# [Passage to read]
★ ★ ★ ★ ★
Later called the BoaVista Project, the infrastructure offered a centralized system to meet the needs of all the state’s departments. To encourage departmental workers to use the new system, CIASC created a standard login and standards for data ingested into the framework. The company later offered training courses to help departmental workers create database queries within the framework that they could use and share with colleagues in other areas of the state government.
Data integration leading to bigger and better services
BoaVista helped change the way people think about sharing information throughout the Santa Catarina government. The infrastructure was particularly useful during the early days of the COVID-19 pandemic, when government agencies were required to quickly gather and communicate information with the federal government. With BoaVista, CIASC had already put the foundation of such a data sharing system in place.
Every major departmental secretary – including finance, health, security, and agriculture – interacts with the BoaVista Platform, as do the state’s Court and Public Prosecutors Office. Some areas of the federal government likewise use Santa Catarina’s data-sharing infrastructure. The data-sharing infrastructure currently incorporates approximately 140 datasets, more than 4,000 tables accessed by more than 1500 users in 35 different public entities across Santa Catarina’s state government. These public-sector users are responsible for more than 90% of Santa Catarina’s annual budget.
Such sharing enables government agencies to both make better use of their own data and to correlate that data with information generated by other government agencies. Farmers, agriculture technicians, and public officials, for example, rely on the InfoAgro platform (which BoaVista supports) for simplified access to dynamic, up-to-date information related to crop productivity in the state, agricultural costs and prices. Another example has been the Education Department’s ability to improve its human resources management by contrasting information in its systems with data provided by the state’s Administration Department, responsible for human resources.
★ ★ ★ ★ ★
# [The data]
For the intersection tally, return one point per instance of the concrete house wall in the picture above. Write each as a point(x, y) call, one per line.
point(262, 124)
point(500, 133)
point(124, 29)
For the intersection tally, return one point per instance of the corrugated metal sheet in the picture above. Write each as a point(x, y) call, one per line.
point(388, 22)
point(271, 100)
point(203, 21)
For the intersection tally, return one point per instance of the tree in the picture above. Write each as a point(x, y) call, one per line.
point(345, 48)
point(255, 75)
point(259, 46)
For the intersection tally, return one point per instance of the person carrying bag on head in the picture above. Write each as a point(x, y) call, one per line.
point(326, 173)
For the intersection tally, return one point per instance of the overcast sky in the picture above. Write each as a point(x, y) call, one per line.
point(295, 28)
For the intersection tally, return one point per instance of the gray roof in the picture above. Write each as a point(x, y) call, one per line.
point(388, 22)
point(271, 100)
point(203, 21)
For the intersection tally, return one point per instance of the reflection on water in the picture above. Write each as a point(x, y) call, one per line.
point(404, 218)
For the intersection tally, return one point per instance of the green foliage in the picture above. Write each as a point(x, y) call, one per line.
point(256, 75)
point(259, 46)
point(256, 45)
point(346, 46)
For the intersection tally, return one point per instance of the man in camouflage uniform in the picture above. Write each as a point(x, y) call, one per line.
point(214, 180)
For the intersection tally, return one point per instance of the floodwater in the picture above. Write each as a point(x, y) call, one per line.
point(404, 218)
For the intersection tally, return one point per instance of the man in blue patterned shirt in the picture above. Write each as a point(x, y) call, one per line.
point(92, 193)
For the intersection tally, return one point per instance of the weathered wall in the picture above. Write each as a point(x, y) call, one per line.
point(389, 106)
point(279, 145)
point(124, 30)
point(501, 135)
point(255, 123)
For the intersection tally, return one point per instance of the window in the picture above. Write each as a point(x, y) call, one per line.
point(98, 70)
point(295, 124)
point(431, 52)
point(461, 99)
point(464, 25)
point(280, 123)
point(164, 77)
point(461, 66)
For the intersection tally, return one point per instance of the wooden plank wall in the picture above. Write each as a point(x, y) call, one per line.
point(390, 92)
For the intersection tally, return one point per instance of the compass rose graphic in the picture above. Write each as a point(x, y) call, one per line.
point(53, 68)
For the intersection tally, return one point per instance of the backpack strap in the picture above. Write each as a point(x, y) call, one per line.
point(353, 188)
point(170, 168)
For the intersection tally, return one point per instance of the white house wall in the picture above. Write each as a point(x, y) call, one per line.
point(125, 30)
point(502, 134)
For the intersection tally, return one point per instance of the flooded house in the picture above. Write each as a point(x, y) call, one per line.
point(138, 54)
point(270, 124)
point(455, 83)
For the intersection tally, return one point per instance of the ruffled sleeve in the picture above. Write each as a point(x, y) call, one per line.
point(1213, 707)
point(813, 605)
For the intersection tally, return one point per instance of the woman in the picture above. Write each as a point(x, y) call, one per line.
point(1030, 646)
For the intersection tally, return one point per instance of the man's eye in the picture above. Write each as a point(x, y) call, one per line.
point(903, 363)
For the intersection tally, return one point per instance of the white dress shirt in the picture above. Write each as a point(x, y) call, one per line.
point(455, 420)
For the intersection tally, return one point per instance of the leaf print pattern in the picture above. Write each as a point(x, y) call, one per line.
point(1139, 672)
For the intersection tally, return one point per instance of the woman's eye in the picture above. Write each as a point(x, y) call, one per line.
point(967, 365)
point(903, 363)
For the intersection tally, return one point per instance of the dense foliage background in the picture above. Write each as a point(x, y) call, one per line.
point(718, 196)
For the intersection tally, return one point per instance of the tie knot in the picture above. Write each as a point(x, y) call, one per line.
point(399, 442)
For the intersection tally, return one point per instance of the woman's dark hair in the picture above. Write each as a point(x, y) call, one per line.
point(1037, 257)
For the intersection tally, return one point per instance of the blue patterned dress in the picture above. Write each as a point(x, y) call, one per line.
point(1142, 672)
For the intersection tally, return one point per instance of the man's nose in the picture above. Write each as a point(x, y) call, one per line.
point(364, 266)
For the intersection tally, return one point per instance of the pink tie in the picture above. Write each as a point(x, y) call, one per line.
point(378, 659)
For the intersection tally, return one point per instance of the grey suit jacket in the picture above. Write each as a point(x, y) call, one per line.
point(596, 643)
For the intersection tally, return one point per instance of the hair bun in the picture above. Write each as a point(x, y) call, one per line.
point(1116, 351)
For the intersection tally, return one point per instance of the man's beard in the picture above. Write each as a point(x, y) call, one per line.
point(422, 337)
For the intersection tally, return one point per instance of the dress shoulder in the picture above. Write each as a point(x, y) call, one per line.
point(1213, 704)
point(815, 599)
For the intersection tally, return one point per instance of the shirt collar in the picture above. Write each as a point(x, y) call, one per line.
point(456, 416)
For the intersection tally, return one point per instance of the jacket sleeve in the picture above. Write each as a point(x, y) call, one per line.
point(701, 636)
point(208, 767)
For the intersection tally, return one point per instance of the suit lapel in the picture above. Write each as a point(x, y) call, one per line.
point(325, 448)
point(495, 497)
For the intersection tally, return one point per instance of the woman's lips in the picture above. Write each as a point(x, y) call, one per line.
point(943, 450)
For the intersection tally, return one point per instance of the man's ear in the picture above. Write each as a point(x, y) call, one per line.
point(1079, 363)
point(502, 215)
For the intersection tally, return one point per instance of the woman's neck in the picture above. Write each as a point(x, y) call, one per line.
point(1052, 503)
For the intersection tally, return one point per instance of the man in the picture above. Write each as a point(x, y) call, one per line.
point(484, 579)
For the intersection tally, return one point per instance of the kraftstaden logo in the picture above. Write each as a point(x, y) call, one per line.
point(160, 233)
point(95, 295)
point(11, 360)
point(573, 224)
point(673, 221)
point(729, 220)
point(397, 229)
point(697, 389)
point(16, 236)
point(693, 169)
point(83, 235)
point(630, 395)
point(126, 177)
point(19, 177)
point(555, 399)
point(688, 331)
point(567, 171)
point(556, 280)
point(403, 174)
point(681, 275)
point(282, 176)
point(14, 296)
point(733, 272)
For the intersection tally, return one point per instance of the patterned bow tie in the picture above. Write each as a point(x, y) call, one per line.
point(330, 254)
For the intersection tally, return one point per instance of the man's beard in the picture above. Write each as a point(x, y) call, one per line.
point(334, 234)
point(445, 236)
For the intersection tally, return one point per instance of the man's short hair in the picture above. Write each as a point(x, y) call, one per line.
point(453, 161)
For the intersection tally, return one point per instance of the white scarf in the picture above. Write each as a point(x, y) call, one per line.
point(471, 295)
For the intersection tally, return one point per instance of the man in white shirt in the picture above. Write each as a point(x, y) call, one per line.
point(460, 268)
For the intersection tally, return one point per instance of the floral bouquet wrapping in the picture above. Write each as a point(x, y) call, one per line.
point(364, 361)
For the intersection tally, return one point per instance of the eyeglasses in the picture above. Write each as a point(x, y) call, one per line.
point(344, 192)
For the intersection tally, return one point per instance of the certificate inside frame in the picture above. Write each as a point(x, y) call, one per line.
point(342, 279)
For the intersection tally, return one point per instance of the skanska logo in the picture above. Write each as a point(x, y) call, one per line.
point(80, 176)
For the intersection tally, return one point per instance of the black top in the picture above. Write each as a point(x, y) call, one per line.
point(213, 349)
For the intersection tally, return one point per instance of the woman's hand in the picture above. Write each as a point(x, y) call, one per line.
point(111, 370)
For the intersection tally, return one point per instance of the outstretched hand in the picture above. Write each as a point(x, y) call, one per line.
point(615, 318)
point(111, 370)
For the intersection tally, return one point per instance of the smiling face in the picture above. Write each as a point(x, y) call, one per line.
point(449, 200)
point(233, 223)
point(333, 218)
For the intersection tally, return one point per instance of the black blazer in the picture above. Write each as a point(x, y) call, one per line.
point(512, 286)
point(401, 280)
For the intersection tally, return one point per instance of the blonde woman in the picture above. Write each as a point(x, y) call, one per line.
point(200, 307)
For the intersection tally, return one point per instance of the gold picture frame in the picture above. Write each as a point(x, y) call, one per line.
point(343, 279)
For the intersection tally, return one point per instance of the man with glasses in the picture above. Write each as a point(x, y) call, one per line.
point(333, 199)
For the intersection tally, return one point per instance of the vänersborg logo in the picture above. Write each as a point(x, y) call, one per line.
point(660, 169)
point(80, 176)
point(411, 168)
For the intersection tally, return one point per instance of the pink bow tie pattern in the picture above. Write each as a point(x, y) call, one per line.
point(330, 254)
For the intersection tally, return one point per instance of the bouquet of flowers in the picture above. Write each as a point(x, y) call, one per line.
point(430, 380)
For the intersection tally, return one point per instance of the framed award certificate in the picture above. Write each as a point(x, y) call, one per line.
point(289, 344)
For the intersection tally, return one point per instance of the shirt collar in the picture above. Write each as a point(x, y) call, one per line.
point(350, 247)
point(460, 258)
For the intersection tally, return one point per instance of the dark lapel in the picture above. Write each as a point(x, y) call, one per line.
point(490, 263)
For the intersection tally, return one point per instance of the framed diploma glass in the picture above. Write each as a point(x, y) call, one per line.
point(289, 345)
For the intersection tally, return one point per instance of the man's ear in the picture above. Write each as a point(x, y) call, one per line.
★ ★ ★ ★ ★
# [Task brief]
From the passage on the BoaVista Project, copy out word for word the part that opens with the words containing "Every major departmental" and closes with "Catarina’s annual budget.". The data plays no part in what comes next.

# [Result for this task]
Every major departmental secretary – including finance, health, security, and agriculture – interacts with the BoaVista Platform, as do the state’s Court and Public Prosecutors Office. Some areas of the federal government likewise use Santa Catarina’s data-sharing infrastructure. The data-sharing infrastructure currently incorporates approximately 140 datasets, more than 4,000 tables accessed by more than 1500 users in 35 different public entities across Santa Catarina’s state government. These public-sector users are responsible for more than 90% of Santa Catarina’s annual budget.